* EXERCISE REQUIREMENTS:
Copy word for word, please, the lines of the entries below running from the one containing "cumulus cloud -> box" to the one containing "row of window -> box", both ends included.
─── SUPPLIED INFORMATION ───
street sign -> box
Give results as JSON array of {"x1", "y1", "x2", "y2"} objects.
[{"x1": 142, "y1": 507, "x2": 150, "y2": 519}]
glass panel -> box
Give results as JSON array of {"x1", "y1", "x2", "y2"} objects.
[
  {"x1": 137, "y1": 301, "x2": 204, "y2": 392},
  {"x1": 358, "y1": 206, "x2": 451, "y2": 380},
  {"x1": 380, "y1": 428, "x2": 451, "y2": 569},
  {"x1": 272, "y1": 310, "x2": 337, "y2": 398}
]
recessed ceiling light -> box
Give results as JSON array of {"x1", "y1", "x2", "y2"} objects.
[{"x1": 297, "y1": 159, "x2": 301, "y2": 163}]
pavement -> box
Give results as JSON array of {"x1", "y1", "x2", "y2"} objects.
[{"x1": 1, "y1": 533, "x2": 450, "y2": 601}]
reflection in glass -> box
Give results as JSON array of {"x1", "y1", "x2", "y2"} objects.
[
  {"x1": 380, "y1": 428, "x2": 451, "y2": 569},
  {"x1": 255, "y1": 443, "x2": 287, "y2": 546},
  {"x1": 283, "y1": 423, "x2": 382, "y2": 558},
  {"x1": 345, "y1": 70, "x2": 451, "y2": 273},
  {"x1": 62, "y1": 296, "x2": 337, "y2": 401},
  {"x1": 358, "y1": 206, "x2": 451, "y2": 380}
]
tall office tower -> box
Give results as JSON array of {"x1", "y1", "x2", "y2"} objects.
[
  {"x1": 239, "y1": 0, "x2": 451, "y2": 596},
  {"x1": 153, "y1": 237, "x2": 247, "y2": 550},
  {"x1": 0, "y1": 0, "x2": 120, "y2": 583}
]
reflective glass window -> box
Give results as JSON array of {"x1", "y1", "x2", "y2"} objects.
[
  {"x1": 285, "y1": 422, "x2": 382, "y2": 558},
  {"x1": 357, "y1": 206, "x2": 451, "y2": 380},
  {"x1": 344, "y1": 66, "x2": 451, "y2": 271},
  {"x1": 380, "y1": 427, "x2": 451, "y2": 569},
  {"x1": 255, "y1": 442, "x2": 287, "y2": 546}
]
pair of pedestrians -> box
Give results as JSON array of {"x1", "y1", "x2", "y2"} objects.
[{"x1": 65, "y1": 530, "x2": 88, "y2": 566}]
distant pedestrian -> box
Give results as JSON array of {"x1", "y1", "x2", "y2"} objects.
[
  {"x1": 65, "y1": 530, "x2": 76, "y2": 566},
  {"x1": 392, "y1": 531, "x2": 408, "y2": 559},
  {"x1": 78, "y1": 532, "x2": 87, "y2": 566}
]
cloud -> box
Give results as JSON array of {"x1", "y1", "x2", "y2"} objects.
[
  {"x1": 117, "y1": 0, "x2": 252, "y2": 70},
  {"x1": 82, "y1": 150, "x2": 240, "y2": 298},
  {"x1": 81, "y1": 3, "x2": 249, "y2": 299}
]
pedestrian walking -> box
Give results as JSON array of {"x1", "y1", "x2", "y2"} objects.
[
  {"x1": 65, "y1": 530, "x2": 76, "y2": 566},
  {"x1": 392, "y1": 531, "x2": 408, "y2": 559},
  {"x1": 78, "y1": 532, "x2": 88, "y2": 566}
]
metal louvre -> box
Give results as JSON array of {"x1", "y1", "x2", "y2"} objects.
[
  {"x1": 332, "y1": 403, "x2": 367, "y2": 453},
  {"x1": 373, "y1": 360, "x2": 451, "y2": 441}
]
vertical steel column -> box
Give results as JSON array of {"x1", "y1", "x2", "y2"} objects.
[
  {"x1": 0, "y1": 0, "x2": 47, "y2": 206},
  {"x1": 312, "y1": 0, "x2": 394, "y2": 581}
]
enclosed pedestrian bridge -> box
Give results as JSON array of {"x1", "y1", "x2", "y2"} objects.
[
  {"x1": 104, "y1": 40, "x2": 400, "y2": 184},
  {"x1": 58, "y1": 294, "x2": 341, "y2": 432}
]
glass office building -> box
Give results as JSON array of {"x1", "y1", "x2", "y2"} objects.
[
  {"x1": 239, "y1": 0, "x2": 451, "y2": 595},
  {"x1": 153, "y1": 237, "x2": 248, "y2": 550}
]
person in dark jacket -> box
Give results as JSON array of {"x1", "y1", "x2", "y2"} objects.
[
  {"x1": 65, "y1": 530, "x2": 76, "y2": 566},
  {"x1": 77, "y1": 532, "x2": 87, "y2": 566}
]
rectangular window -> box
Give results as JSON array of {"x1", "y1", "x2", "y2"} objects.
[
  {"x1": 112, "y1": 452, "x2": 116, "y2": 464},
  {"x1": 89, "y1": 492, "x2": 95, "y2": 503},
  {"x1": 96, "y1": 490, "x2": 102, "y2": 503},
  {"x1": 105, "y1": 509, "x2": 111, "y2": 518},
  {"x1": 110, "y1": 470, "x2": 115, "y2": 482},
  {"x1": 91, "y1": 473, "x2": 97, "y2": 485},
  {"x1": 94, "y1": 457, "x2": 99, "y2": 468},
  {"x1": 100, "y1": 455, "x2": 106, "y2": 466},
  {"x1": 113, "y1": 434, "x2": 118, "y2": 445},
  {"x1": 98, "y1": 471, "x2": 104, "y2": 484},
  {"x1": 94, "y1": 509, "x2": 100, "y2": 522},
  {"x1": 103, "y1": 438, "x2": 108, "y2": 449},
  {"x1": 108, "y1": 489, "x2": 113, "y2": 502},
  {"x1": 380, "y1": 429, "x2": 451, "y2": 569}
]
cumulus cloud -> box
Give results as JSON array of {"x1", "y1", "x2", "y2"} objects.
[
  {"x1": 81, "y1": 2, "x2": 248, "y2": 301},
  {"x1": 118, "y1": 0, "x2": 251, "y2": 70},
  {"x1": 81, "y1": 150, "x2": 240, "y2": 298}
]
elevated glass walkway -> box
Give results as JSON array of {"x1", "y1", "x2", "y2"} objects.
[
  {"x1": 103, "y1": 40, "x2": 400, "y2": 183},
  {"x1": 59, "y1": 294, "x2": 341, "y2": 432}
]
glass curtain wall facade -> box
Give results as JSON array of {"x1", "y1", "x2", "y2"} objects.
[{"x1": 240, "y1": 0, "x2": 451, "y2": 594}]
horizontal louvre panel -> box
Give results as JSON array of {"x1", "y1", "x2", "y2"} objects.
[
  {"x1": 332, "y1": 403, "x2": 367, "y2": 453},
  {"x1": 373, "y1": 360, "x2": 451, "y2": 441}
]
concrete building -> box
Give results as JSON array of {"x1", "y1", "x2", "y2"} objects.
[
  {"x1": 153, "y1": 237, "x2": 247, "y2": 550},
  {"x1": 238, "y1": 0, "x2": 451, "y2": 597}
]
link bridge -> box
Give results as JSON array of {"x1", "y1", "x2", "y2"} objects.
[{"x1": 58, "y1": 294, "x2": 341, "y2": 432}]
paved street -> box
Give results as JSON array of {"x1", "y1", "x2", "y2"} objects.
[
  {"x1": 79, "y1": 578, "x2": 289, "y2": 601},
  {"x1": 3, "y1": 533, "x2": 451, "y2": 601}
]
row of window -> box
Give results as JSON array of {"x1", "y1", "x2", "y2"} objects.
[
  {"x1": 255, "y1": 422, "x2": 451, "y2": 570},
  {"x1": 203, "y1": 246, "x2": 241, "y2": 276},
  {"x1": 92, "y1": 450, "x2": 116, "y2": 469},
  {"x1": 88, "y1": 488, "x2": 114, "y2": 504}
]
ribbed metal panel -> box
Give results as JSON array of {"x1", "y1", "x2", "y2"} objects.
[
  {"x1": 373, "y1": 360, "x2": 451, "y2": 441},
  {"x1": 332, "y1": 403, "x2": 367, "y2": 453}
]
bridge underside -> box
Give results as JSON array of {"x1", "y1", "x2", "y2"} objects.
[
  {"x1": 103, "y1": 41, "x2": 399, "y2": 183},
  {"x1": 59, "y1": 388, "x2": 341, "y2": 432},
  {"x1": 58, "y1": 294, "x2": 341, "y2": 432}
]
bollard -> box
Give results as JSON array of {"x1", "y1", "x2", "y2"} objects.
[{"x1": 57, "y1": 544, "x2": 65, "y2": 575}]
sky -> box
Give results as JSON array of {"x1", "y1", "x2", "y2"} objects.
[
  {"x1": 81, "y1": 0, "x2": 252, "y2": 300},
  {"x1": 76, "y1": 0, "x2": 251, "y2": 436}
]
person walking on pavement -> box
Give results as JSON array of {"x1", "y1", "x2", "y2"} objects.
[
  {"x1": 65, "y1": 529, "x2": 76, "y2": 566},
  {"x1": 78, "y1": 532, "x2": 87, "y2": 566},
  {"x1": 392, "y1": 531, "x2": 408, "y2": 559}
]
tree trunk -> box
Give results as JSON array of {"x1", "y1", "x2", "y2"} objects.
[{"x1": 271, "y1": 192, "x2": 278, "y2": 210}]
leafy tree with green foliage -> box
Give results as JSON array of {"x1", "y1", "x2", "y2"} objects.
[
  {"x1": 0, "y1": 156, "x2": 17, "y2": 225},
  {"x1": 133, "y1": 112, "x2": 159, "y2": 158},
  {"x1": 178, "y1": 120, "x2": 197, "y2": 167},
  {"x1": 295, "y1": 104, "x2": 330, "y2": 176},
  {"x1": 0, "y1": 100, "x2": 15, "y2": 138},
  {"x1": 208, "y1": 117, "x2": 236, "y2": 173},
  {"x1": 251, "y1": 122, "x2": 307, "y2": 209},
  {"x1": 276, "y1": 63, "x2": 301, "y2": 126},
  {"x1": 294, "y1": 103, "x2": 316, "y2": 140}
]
───
─── SUPPLIED INFORMATION ───
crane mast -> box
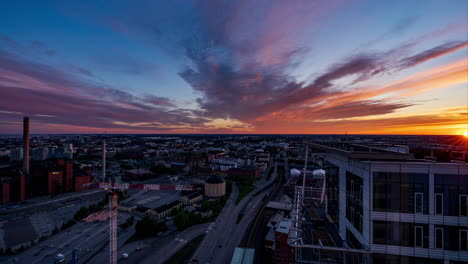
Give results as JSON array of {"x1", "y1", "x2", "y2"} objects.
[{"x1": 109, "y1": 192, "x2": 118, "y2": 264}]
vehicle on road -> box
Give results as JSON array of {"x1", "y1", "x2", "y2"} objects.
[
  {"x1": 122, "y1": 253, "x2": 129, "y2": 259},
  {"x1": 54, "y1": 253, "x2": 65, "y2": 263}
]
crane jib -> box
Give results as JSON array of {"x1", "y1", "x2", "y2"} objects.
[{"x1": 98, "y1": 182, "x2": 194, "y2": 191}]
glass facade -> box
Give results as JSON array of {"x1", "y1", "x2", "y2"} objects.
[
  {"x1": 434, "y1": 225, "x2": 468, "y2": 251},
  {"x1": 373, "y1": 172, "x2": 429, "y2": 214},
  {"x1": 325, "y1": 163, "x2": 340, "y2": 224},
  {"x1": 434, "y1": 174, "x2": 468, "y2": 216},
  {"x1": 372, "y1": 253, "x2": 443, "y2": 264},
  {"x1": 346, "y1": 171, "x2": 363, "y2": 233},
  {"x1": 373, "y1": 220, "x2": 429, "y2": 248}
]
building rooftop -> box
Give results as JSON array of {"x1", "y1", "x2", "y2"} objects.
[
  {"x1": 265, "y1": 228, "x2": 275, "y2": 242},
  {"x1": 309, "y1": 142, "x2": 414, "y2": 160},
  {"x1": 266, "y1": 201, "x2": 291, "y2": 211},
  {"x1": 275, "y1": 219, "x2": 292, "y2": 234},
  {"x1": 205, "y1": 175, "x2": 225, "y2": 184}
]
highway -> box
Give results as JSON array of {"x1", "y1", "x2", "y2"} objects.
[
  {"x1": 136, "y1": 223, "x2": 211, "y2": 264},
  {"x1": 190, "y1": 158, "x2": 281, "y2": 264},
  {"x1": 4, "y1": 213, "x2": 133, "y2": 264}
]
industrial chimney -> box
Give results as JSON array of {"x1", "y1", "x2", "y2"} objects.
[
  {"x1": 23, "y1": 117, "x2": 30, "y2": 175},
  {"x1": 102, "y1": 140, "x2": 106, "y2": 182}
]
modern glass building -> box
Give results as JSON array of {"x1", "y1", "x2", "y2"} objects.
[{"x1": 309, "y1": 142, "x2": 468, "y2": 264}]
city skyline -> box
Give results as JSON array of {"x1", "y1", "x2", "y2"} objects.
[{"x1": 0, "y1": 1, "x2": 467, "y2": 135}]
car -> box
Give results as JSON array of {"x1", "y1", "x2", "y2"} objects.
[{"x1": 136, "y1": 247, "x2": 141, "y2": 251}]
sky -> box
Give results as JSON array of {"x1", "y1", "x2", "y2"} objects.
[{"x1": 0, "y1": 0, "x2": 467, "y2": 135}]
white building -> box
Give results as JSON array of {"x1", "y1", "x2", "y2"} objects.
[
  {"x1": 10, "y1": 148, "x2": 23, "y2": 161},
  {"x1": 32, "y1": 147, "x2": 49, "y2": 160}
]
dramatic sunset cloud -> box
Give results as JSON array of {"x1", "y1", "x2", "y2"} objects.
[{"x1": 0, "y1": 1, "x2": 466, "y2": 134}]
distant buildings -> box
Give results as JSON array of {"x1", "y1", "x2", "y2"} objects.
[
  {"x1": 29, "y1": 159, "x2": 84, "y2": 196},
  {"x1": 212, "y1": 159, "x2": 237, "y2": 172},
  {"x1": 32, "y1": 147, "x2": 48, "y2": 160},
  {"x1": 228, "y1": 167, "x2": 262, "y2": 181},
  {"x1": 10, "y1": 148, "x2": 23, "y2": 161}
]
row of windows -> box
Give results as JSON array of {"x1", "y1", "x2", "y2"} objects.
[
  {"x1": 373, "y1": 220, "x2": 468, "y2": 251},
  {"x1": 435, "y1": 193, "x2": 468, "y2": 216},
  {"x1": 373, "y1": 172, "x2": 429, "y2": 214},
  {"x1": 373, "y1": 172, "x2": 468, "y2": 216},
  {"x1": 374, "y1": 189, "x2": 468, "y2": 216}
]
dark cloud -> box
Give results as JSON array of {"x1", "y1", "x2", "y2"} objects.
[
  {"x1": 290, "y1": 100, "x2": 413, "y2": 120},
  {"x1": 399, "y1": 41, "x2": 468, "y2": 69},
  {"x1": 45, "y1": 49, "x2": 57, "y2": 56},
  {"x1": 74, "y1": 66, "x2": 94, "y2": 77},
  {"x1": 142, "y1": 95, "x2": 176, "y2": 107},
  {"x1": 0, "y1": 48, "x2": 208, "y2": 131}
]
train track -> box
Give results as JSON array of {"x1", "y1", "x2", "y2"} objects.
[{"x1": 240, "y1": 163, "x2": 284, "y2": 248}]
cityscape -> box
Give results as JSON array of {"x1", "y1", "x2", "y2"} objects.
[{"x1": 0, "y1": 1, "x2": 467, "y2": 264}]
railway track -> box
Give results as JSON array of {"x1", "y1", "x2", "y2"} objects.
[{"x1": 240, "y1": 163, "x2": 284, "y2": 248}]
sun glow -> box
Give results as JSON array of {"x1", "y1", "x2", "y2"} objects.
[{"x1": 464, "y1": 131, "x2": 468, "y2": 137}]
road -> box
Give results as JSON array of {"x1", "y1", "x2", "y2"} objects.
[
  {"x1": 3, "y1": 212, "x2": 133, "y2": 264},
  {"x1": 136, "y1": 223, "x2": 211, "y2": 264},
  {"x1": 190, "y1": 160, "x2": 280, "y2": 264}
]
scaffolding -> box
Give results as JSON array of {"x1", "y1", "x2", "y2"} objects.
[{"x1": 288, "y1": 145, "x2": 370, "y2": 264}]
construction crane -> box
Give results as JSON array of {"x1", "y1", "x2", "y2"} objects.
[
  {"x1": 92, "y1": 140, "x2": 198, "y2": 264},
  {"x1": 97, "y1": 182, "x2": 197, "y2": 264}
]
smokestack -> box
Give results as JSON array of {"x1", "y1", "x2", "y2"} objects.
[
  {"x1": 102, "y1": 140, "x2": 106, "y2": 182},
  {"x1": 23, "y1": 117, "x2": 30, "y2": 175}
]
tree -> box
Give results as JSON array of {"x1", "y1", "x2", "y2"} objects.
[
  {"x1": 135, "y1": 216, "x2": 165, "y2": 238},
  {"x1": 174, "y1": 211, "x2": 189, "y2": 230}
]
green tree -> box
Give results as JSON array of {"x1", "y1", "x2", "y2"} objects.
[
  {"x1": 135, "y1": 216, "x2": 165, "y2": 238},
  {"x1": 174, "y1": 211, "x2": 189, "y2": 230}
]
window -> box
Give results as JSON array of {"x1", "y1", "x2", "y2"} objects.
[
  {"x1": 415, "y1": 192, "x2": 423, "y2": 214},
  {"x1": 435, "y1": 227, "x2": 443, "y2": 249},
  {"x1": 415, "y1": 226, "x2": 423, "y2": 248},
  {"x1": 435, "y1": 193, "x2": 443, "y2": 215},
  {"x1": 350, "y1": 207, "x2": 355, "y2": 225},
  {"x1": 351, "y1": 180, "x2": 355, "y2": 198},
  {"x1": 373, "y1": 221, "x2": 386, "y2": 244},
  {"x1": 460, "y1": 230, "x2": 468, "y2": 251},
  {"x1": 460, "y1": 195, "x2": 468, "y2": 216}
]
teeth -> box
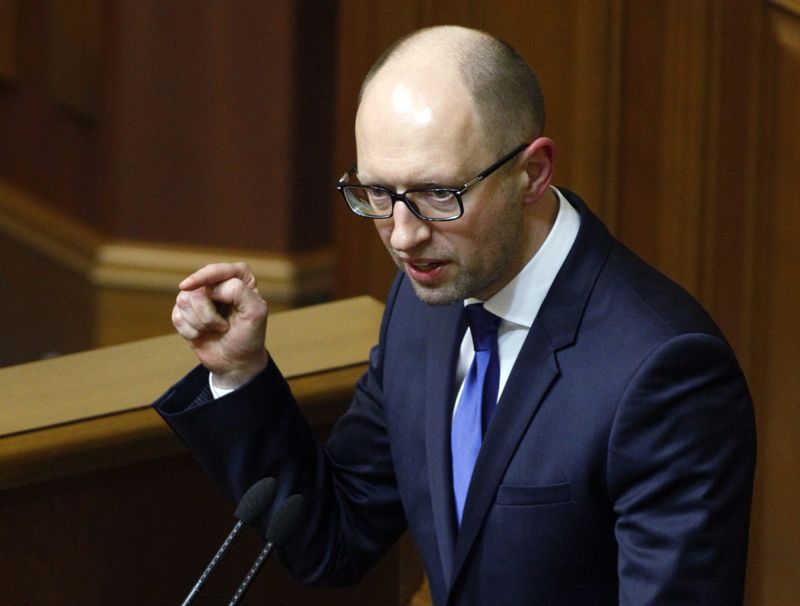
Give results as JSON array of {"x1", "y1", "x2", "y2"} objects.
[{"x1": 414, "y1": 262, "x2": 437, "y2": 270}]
───
* WRITTEN REPLY:
cumulus cloud -> box
Give results as JSON array of {"x1", "y1", "x2", "y2"} objects.
[
  {"x1": 81, "y1": 2, "x2": 248, "y2": 301},
  {"x1": 118, "y1": 0, "x2": 251, "y2": 70},
  {"x1": 81, "y1": 150, "x2": 240, "y2": 298}
]
elevated glass walkway -> box
Give results as JSON array of {"x1", "y1", "x2", "y2"} objects.
[
  {"x1": 103, "y1": 40, "x2": 400, "y2": 183},
  {"x1": 59, "y1": 294, "x2": 341, "y2": 432}
]
glass curtain wall facade -> box
Give results as JSON array of {"x1", "y1", "x2", "y2"} objects.
[{"x1": 240, "y1": 0, "x2": 451, "y2": 594}]
horizontal louvre panel -> box
Give results as JSON array of {"x1", "y1", "x2", "y2"} objects.
[
  {"x1": 332, "y1": 403, "x2": 367, "y2": 453},
  {"x1": 373, "y1": 360, "x2": 451, "y2": 441}
]
concrete building -> box
Give results as JSON array of {"x1", "y1", "x2", "y2"} objects.
[
  {"x1": 153, "y1": 237, "x2": 247, "y2": 550},
  {"x1": 238, "y1": 0, "x2": 451, "y2": 597}
]
link bridge -> box
Give results as JSON array of {"x1", "y1", "x2", "y2"} objects.
[{"x1": 58, "y1": 294, "x2": 341, "y2": 432}]
paved street -> box
Give results as JSON array of {"x1", "y1", "x2", "y2"} objects.
[
  {"x1": 79, "y1": 578, "x2": 289, "y2": 601},
  {"x1": 3, "y1": 533, "x2": 451, "y2": 601}
]
row of window -> box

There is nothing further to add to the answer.